**Task to complete:** Could you convert the listing below into a JSON list of strings, from the line with "is leopard's ear." up to and including the line with "71 426 270 663", one string per line and blank lines left out?

**Material supplied:**
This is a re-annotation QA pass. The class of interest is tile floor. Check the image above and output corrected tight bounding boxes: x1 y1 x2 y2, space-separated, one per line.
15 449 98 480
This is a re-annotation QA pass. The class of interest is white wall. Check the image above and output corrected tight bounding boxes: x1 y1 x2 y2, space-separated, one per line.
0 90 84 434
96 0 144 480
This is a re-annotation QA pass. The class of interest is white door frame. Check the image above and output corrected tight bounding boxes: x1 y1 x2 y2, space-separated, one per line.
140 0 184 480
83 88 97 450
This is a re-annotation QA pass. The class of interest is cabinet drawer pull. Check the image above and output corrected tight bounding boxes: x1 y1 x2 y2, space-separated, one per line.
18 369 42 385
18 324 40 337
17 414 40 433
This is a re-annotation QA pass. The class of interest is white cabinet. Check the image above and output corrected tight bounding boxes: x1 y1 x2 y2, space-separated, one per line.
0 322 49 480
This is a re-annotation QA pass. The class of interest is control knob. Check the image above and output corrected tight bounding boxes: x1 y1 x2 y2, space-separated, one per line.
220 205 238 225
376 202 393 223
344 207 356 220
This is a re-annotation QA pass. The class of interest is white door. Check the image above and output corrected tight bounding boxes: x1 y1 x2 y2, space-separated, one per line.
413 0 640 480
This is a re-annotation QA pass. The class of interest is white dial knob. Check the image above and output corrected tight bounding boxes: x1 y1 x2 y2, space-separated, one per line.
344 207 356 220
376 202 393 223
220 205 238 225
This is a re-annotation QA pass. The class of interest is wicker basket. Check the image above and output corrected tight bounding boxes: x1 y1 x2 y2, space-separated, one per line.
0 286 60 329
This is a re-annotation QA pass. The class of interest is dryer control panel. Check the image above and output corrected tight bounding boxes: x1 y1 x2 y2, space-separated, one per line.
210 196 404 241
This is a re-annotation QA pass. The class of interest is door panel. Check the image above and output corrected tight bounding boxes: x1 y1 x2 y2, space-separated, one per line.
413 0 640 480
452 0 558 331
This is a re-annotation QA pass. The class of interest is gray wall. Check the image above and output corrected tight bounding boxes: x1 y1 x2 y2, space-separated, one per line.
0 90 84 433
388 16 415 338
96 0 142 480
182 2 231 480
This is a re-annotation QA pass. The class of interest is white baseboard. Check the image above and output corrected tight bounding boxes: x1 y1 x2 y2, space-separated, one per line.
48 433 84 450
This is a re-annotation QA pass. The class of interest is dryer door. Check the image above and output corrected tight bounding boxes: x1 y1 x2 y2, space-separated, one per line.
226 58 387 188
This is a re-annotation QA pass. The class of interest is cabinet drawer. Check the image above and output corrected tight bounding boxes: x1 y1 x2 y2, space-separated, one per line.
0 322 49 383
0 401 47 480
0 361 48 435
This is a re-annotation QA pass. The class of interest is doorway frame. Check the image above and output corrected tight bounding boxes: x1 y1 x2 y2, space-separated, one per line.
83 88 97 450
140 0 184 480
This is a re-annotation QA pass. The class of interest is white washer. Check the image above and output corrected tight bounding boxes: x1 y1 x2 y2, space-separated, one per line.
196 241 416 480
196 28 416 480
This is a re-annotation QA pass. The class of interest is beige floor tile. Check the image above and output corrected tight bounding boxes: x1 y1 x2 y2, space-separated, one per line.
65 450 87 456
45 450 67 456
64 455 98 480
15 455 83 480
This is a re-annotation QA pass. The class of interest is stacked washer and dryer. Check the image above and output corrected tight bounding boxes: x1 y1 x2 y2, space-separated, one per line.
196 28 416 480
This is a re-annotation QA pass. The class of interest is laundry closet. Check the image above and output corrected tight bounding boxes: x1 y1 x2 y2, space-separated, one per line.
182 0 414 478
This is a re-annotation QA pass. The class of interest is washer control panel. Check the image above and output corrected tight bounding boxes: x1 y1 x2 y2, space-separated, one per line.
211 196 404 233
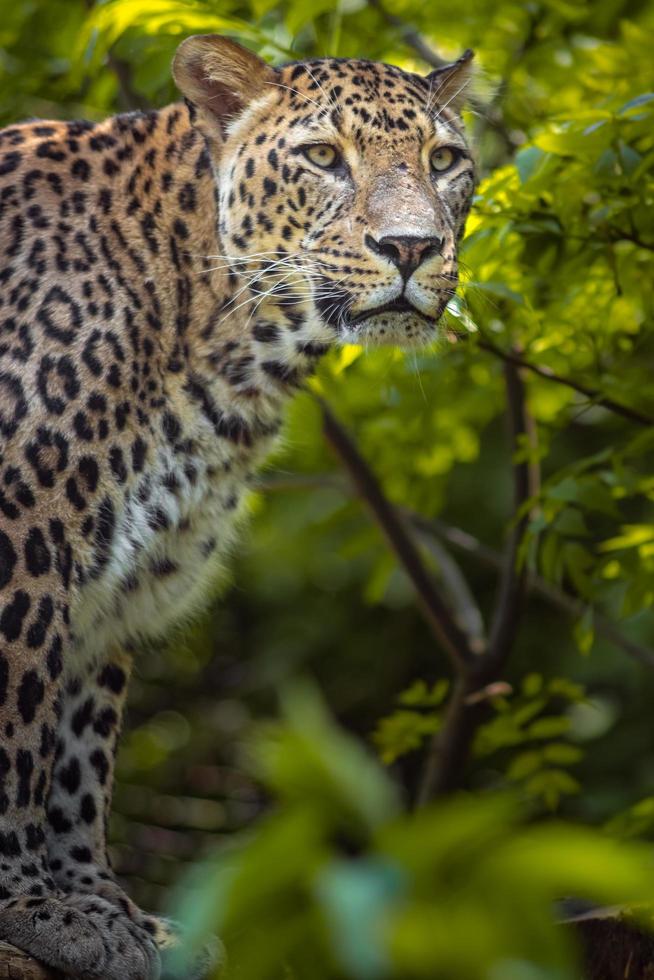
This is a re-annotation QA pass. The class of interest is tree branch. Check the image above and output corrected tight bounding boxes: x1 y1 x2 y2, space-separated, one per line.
477 339 654 425
255 473 654 668
486 362 531 682
368 0 448 68
0 940 64 980
417 362 531 805
322 403 475 672
404 511 654 669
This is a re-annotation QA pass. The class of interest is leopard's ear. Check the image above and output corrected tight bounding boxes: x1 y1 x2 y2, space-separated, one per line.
427 48 474 112
173 34 276 137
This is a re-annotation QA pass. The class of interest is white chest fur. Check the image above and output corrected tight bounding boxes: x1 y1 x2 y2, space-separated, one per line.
71 426 270 663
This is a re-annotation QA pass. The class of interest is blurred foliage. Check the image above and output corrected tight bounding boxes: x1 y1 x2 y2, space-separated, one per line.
168 690 654 980
0 0 654 980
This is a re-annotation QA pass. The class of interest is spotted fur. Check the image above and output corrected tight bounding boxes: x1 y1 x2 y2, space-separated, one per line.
0 37 474 980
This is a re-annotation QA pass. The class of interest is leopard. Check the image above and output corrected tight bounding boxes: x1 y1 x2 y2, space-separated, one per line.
0 35 477 980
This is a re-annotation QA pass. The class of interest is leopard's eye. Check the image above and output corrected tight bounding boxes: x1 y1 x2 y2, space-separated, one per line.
302 143 341 170
429 146 461 174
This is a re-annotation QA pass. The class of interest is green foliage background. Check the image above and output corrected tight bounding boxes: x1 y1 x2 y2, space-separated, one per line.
0 0 654 980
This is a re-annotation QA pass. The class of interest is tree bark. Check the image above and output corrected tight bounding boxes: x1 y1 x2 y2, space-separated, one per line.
0 940 65 980
0 910 654 980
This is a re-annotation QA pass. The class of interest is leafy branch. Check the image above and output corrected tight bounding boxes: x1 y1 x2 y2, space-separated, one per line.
322 402 474 671
477 339 654 426
322 363 531 802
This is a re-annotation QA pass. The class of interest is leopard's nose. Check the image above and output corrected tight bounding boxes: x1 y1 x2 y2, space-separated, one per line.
365 235 443 282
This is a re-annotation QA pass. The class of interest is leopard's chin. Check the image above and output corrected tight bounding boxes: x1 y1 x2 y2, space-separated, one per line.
341 304 440 348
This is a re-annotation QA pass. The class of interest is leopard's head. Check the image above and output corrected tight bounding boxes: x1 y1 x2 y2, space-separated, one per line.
173 35 475 346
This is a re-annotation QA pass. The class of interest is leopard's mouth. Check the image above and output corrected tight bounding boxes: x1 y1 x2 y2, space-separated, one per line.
349 296 437 326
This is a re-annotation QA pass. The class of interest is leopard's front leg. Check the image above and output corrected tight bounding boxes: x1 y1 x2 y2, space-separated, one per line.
47 651 212 980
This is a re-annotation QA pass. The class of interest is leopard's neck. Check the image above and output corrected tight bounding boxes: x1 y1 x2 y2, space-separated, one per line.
96 103 333 430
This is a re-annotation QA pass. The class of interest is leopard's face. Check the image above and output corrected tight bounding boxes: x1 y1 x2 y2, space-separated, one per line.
177 42 475 346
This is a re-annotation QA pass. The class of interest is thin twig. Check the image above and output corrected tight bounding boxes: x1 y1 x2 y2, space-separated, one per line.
417 362 531 805
477 339 654 425
322 403 474 671
255 473 654 669
368 0 448 68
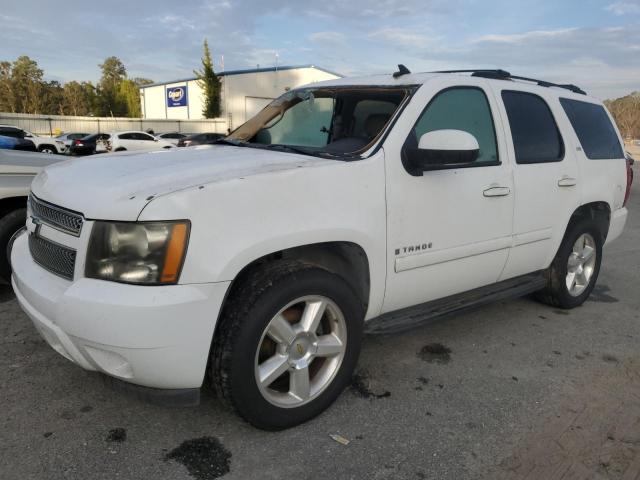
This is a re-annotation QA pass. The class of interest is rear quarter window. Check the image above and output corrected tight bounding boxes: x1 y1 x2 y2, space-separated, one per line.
560 98 624 160
502 90 564 164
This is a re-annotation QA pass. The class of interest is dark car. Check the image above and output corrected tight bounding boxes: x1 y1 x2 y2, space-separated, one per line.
69 133 110 155
0 135 38 152
178 132 226 147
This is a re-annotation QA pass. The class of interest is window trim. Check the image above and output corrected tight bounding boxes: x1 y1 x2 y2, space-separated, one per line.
558 97 625 161
500 88 567 165
400 85 502 177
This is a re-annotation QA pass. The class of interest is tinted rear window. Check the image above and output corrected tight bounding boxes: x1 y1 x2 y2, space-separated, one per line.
560 98 624 160
502 90 564 163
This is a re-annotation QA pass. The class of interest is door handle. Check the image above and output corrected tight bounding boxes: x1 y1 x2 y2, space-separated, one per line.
482 185 511 197
558 175 578 187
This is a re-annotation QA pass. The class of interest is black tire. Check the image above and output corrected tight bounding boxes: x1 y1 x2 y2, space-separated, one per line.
38 145 58 155
536 219 604 309
0 208 27 284
210 260 364 430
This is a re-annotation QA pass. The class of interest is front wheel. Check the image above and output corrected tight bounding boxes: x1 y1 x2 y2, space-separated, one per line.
211 261 364 430
537 220 604 308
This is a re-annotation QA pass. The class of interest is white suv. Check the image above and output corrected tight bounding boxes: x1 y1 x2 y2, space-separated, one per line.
11 68 630 429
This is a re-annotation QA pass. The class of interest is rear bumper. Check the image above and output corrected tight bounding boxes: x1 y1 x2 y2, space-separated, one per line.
605 207 629 245
11 235 229 389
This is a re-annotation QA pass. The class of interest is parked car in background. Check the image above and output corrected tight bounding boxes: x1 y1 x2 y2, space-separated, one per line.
178 133 225 147
0 149 62 283
0 135 38 152
0 125 66 153
67 133 111 156
156 132 187 147
56 132 89 150
105 131 175 152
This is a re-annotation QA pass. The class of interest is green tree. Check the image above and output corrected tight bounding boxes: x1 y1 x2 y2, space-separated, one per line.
194 39 220 118
96 57 127 117
11 55 44 113
118 79 142 118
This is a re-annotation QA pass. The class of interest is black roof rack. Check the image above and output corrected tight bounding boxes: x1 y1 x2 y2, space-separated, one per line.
432 69 587 95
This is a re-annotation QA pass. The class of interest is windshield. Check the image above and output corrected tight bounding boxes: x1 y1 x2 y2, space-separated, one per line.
224 87 410 156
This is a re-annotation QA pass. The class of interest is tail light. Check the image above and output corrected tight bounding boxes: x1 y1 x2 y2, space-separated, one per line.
622 160 633 207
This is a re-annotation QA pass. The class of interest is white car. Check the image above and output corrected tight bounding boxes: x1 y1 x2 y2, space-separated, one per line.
96 131 175 152
156 132 187 147
0 125 66 153
11 68 631 429
0 150 62 283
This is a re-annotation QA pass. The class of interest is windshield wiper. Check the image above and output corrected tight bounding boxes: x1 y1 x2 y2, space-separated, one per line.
210 138 247 147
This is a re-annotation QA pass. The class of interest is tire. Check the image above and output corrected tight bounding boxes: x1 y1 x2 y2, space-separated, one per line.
536 220 604 309
0 208 27 284
38 145 58 155
210 260 364 430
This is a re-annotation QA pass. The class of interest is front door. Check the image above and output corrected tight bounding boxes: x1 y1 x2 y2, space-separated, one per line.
383 77 514 312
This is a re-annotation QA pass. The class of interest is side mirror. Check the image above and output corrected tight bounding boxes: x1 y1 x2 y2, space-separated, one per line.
407 130 480 171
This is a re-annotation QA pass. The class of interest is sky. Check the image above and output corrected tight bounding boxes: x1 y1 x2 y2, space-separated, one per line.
0 0 640 99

**Written answer:**
[
  "This is a re-annotation QA pass. The class of interest is leopard's ear. Check the image above and output corrected tight bounding boxes: x1 y1 x2 y2, space-separated, one per line.",
  "427 48 474 112",
  "173 34 276 137",
  "This is a re-annotation QA pass. The class of interest is white chest fur. Check the image above and output corrected tight bounding boxes: x1 y1 x2 y2, space-separated, one per line.",
  "71 426 270 663"
]